[Required work]: Rewrite all of the data below, line for line, with every coordinate multiplied by 1.65 and rounded to the nearest whole number, halves rounding up. Leave all other lines unchanged.

[Records for this exercise]:
══════
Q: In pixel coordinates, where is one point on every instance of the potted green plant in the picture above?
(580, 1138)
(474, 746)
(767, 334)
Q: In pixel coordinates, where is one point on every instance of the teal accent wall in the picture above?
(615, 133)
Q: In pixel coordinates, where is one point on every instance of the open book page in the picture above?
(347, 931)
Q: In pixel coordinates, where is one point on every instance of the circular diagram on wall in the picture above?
══════
[Full response]:
Q: In pixel coordinates, where is one point on every instance of the potted green plant in the picture above?
(957, 1878)
(782, 1231)
(1266, 551)
Q: In pixel coordinates, where is one point on every instance of the teal accent wall in the picture above?
(1015, 219)
Q: In pixel coordinates, where is one point on every instance of the open book page in the picture above?
(573, 1536)
Q: In pixel coordinates, where is one point on every instance of the circular diagram on wall in the picture above?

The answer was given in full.